Work to do — Exactly retype the lines below from the one containing "Each instance of the house" through the end of the listing. Leave pictures out.
════════════════════
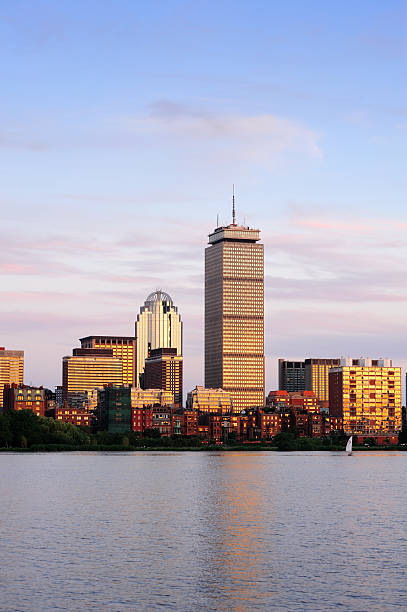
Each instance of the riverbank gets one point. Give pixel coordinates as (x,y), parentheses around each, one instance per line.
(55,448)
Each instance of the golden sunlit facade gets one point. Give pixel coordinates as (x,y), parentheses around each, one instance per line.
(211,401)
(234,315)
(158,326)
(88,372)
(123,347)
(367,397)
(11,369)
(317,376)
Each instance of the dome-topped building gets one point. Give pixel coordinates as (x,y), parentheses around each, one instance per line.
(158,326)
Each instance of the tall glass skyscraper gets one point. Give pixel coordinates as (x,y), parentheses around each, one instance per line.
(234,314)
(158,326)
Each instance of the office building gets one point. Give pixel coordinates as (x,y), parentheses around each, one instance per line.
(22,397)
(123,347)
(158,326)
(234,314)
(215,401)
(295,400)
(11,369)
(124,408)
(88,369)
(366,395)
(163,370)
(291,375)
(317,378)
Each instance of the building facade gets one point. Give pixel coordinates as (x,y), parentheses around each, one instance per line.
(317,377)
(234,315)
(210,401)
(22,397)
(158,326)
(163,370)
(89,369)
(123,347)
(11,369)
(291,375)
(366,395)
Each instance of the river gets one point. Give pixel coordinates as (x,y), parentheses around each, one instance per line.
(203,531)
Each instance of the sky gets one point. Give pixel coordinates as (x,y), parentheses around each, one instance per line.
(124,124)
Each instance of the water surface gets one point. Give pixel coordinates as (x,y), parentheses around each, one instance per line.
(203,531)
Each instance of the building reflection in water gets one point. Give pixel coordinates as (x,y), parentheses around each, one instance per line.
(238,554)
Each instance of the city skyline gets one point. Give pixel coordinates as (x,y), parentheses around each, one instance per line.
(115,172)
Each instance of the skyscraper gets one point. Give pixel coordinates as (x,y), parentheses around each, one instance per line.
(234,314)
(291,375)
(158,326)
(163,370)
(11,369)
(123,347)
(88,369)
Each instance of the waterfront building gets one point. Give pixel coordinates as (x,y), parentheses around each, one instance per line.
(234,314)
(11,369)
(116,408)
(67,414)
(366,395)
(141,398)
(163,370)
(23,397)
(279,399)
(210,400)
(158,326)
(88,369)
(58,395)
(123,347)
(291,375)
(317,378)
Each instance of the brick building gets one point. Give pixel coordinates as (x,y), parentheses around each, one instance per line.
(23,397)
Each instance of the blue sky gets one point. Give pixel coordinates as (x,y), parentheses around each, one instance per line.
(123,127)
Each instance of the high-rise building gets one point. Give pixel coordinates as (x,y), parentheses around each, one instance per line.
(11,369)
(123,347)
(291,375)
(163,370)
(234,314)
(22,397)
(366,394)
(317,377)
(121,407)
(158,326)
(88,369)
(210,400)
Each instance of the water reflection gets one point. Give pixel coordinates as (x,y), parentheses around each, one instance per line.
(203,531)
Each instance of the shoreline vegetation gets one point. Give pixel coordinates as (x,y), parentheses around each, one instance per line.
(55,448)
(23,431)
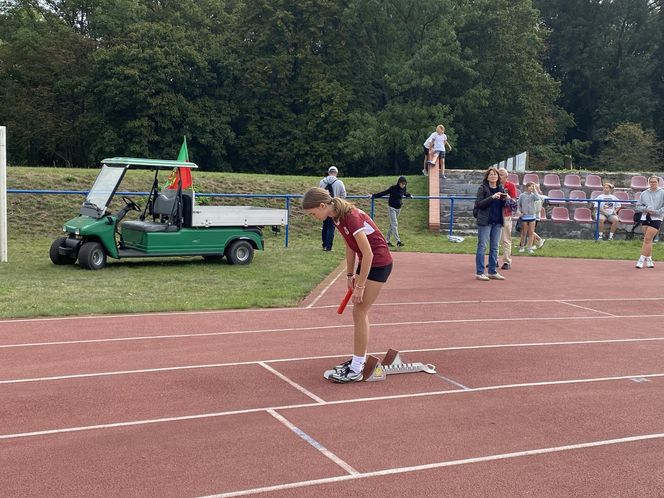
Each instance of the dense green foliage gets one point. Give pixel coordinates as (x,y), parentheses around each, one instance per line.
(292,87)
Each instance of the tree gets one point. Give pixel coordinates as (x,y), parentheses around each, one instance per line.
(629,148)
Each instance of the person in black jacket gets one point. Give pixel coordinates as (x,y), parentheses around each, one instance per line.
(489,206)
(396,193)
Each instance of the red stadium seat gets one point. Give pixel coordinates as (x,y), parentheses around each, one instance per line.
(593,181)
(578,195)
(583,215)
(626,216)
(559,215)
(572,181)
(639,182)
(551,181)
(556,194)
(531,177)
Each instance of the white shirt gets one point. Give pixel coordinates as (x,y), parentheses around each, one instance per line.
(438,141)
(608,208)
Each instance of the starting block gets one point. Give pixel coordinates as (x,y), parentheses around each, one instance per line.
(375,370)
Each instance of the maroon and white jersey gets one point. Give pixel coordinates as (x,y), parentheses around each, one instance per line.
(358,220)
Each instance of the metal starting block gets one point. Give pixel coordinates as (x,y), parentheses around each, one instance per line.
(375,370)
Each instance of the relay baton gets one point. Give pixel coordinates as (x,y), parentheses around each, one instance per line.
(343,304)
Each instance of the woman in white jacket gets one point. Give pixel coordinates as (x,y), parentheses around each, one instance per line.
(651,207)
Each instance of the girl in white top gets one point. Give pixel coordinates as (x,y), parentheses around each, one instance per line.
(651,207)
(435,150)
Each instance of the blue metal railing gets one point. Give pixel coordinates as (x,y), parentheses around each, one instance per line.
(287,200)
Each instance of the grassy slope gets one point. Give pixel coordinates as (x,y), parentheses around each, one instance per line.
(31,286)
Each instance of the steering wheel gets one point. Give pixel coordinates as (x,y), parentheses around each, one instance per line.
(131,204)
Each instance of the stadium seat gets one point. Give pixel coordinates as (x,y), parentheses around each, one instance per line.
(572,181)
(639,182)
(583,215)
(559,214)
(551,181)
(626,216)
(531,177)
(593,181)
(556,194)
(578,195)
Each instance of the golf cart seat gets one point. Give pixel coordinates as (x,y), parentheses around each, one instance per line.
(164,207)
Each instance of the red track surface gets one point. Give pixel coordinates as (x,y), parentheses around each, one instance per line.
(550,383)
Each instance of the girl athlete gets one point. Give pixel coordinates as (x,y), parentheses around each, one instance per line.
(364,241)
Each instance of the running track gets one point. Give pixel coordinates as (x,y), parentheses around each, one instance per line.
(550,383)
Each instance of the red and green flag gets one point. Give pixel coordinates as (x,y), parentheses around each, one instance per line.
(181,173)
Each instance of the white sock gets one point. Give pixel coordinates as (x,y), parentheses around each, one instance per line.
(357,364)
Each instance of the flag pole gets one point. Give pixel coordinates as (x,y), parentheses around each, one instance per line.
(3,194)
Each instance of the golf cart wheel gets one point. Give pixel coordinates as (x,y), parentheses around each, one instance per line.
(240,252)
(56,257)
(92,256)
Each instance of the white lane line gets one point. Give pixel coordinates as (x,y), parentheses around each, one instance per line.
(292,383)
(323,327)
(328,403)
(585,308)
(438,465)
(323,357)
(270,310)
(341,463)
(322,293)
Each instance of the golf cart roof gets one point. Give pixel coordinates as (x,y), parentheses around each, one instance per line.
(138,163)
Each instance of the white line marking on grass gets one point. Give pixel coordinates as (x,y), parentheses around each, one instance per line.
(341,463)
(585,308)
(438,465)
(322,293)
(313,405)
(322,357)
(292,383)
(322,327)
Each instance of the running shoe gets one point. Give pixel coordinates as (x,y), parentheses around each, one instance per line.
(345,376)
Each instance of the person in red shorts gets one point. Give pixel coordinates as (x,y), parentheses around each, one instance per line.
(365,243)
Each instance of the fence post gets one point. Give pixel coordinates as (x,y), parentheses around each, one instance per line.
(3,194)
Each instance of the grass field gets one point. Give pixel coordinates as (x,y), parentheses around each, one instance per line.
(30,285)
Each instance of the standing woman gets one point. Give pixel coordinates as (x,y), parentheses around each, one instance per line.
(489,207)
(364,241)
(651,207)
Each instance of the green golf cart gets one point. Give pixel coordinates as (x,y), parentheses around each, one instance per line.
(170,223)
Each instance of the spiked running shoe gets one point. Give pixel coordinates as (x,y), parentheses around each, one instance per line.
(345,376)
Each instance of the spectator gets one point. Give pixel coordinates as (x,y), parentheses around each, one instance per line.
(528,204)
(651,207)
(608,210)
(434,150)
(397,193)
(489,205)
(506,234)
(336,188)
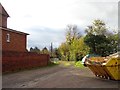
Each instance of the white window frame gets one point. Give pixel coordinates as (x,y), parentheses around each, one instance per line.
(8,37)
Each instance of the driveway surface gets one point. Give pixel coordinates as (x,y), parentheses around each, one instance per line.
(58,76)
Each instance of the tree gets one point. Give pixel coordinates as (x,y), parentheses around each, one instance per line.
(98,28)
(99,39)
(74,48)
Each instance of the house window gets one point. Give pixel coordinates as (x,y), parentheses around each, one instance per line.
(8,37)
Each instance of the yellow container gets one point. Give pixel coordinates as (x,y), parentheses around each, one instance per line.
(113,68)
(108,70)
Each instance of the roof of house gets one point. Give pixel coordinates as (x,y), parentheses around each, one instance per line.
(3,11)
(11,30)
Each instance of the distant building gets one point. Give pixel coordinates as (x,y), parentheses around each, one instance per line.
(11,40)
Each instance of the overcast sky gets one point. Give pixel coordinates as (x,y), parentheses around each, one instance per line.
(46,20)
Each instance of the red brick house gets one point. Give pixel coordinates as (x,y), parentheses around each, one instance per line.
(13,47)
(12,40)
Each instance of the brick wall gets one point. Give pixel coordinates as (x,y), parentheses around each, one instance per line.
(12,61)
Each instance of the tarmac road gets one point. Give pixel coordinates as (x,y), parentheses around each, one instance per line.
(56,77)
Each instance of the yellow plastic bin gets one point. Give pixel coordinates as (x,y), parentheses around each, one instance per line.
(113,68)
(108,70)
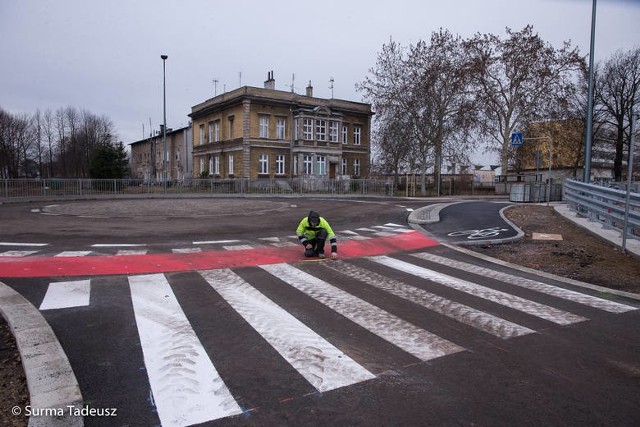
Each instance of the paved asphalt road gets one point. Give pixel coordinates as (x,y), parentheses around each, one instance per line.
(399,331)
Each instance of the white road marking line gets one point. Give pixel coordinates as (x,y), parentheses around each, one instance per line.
════════════════════
Exercise result —
Each instance of the house window gets one point. Give pixel coordinates as (x,y), parentheses around each, one instance per line.
(8,37)
Each instance of the yellow container gets one point. Give pixel coordinates as (x,y), parentheses around each, one instance per line.
(113,68)
(108,70)
Each instance of the roof of house gets one point. Give pixel coordinates as (x,y), parentheses around each, one instance per line.
(3,11)
(11,30)
Each instance of the distant building gets one point. Give pixel coordinates as (x,y), parentheses around each, one instance per line.
(11,40)
Each instance of the overcast sky gets one point. Give pixel coordinates as (x,y), parentheses around each, one instance per line.
(46,20)
Each instance of the red brick house gets one point. Give pixel coordinates as (x,y), parentheses around each, one instance per line.
(13,47)
(12,40)
Each instance of the brick wall gets one point. Give pixel coordinates as (x,y), parentheses around each, one instance per line.
(12,61)
Each instance of the tarmac road gets one point. Give pixel coordinates as (x,y), parentheses around each, one instance per line.
(56,77)
Each instance of the yellow plastic bin gets one point. Give pixel coordinates as (x,y), parentheses around each, one instance per line.
(113,68)
(108,70)
Each instance of the paved asphalt road gets one point. Give pixel coordinates as (x,y), parentheses around each, one instance per line.
(399,331)
Each instance of the white road marking line gets one point. Give pixel coordinates as (x,y), parentheses around each, one instance per line.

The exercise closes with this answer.